======== RECORD SET ========

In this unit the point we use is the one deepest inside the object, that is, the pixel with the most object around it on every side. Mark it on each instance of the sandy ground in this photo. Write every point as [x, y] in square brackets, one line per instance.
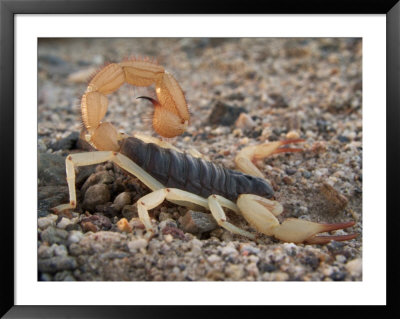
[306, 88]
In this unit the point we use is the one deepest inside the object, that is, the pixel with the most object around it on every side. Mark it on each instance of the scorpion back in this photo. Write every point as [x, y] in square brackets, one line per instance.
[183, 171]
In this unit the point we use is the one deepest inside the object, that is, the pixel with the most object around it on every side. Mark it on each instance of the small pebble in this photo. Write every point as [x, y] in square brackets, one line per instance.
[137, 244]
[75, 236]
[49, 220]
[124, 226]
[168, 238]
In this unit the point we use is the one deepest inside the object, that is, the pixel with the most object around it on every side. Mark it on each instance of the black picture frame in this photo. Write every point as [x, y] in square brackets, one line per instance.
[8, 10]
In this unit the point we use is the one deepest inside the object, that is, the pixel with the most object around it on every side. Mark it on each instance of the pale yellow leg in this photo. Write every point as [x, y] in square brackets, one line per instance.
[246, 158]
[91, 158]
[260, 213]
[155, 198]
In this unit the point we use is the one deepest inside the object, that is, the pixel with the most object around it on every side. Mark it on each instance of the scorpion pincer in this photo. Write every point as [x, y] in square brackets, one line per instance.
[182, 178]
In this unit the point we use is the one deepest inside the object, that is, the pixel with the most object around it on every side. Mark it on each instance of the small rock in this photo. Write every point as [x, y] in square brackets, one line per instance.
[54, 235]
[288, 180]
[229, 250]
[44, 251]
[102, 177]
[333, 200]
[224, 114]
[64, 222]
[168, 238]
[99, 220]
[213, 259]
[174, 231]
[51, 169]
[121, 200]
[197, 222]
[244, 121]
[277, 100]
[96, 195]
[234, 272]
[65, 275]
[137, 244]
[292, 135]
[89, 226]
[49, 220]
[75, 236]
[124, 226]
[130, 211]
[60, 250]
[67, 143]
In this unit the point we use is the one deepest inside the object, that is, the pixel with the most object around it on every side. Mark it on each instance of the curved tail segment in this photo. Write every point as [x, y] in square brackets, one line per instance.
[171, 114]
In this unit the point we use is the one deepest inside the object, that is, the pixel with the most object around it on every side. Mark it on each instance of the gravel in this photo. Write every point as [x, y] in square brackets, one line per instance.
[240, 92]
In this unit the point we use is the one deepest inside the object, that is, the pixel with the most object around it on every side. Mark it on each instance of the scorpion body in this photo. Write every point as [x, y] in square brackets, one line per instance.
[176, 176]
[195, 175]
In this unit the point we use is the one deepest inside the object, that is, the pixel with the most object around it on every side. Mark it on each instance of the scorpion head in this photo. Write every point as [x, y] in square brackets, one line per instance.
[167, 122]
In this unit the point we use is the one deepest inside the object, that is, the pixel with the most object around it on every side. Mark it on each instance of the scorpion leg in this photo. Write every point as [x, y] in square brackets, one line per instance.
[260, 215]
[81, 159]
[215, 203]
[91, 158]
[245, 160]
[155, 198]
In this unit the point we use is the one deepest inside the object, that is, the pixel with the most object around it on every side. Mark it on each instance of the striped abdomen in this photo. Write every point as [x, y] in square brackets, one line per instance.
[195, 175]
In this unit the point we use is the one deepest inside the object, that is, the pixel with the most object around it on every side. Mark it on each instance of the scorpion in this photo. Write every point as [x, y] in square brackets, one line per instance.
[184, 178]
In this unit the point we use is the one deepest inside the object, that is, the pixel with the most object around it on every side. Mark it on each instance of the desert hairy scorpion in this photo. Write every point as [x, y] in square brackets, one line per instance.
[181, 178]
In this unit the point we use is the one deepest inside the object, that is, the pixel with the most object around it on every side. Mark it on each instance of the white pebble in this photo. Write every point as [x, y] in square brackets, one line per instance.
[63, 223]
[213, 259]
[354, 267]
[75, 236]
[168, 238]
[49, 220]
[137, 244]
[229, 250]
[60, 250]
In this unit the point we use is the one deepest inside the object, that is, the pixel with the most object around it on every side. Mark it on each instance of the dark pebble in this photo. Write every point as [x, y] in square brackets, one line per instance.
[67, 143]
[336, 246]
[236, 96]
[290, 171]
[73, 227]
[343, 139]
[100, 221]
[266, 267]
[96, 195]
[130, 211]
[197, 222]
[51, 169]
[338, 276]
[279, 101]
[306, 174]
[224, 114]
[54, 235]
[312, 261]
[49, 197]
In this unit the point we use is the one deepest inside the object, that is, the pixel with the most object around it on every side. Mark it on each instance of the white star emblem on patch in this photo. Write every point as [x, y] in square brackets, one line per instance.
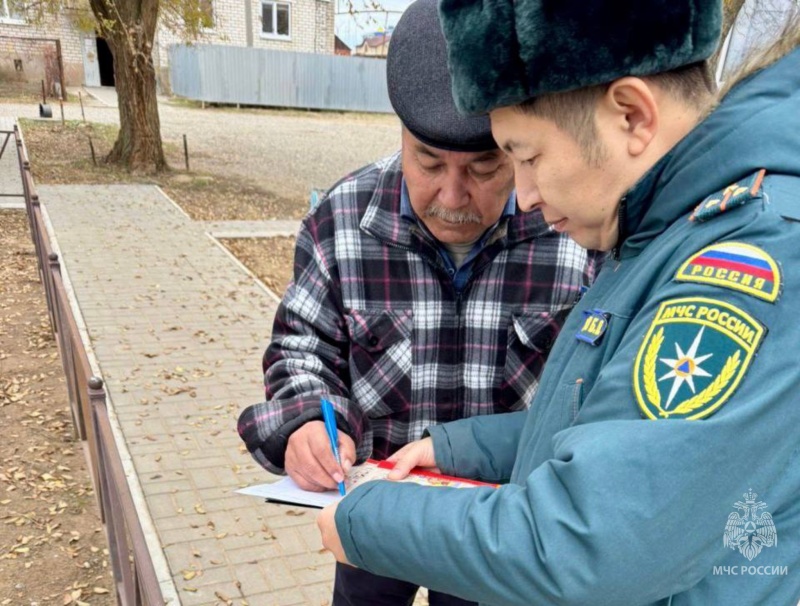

========

--- TASK TO COMPLETE ---
Print the material precisely as given, dropping any images it holds.

--- RESPONSE TO THIS TASK ---
In this unit the point we use is the one deepest inside the object, that is, the pixel with the most object around it on every side. Mark it on each instance of the sandy ground in this photo. Write every point as [x, y] in square brackets, one line per instance.
[306, 88]
In this unit the point we use is the one deepest inside the object, that is, the pixel with the most object around it on every side. Mark it on each instance of the scorpion back in this photo. Write every point as [x, y] in square brackets, one line per instance.
[183, 171]
In this unit the point we use is the one deepest inside the object, that is, the pixel with the most object around it on every side. Mark it on each instance of the small pebble in this photo. Write every point as [x, y] in square brackets, one line per instance.
[137, 244]
[75, 236]
[49, 220]
[124, 226]
[168, 238]
In this unit the point we use is the one deepest inside the object, that is, the pixel with the most object around it on every side. Mark it on each instance of the black picture frame in this photo. Write every point as [x, y] in square brackets, one line per instance.
[8, 10]
In this unit the point we use is the one deepest inside the object, that is, the pixel with the most object around it on every side. Mark it on each instance of the pale yellow leg in this photo. Write every point as [x, y] in square brackets, one line per instance.
[246, 158]
[91, 158]
[260, 213]
[155, 198]
In this unit the point we use is the one deepest inside the object, that is, the pixel with the most object around it on every side. Mark it on each instance of the scorpion pincer in this photo. Write every point as [x, y] in square brackets, one line per instance.
[182, 178]
In this unit the point we use is the one deepest inside the object, that is, the pixel with the most object around it on every side. Mark it on each instance of the small rock in this photo. Write every point as [x, y] in square brackets, one line per instance.
[54, 235]
[288, 180]
[229, 250]
[44, 251]
[102, 177]
[333, 200]
[224, 114]
[64, 222]
[168, 238]
[99, 220]
[213, 259]
[174, 231]
[51, 169]
[121, 200]
[197, 222]
[244, 121]
[277, 100]
[96, 195]
[234, 272]
[65, 275]
[137, 244]
[292, 135]
[89, 226]
[49, 220]
[75, 236]
[124, 226]
[130, 211]
[60, 250]
[67, 143]
In this unit the point we use is the one deepest inside the object, that is, the pixel with the most object around it on every side. Mark it on each instance of the curved tail segment in this photo. Write every point as [x, y] in square brackets, one line per instance.
[171, 114]
In this unit the point we use is the one deepest inside the object, that is, the pixel with the most object around it on every side. Mark it on each instance of the gravel in this photo. Write every point as [x, y] in square brackets, one line per instance.
[240, 92]
In this unit the point we use is the one deepest inside the object, that is, the pixel with the most object around it on every side. Mark it on each instance of the scorpion body in this photo. Write every point as [x, y] in square brackets, one line per instance.
[176, 176]
[195, 175]
In this unit the point we use is the one deepest inside the object, that is, the pixel with the most object around it on every side. Mark it on each instance of the scorpion head in this photo. Write every point as [x, y] in square brackets, one line per instance.
[167, 122]
In this unit the point we use is the one deepest inside the object, that is, the pixel with the most object around it on every side. Mark it on each instance of the scorpion leg in this photo. Write every point as [x, y] in square brackets, one line per instance.
[260, 215]
[81, 159]
[215, 203]
[91, 158]
[245, 160]
[155, 198]
In this unit the point we use is the one deepest inside the object, that is, the pixel with the most object around it on every side. Mark it on each instance of the striped abdomen in this photo. Write every point as [x, y] in square brackets, one line per instance.
[195, 175]
In this unit the point we use is the one deepest inside the object, that is, the pixel with the most object around it on every side. Mark it on each instance of the scorpion in this photo. Write every point as [x, y] in square brackets, one line per instance.
[184, 178]
In this unit the point we use is the one deepest inside the object, that is, the pixel with the most object around it on every side. Mark it on each instance of the desert hairy scorpion in this photo. Write every point as [x, y] in square brackets, one line per instance.
[181, 178]
In this unit the point we use is the one deepest inside the object, that is, the pixel with the most object around it on every side. Mark it on each instance of the white pebble in this photo. Write every point as [x, y] in square brackets, one line per instance.
[63, 223]
[213, 259]
[354, 267]
[75, 236]
[168, 238]
[49, 220]
[137, 244]
[229, 250]
[60, 250]
In this unit the point we use is the one deepest inside the object, that is, the pixel with the most object around it on every side. Mark it on each instance of the dark pebble in this photo. Write every point as [x, y] in square brackets, one line per instance.
[67, 143]
[336, 246]
[236, 96]
[290, 171]
[73, 227]
[343, 139]
[100, 221]
[266, 267]
[96, 195]
[130, 211]
[197, 222]
[51, 169]
[338, 276]
[279, 101]
[306, 174]
[224, 114]
[54, 235]
[312, 261]
[49, 197]
In this unit the point we use is the one deepest inside the object, that is, the pixel with the most object around it on every side. Mark it on each instance of the white star emblem on patch in this photo. Write every point as [x, y] in square brackets, one line per instance.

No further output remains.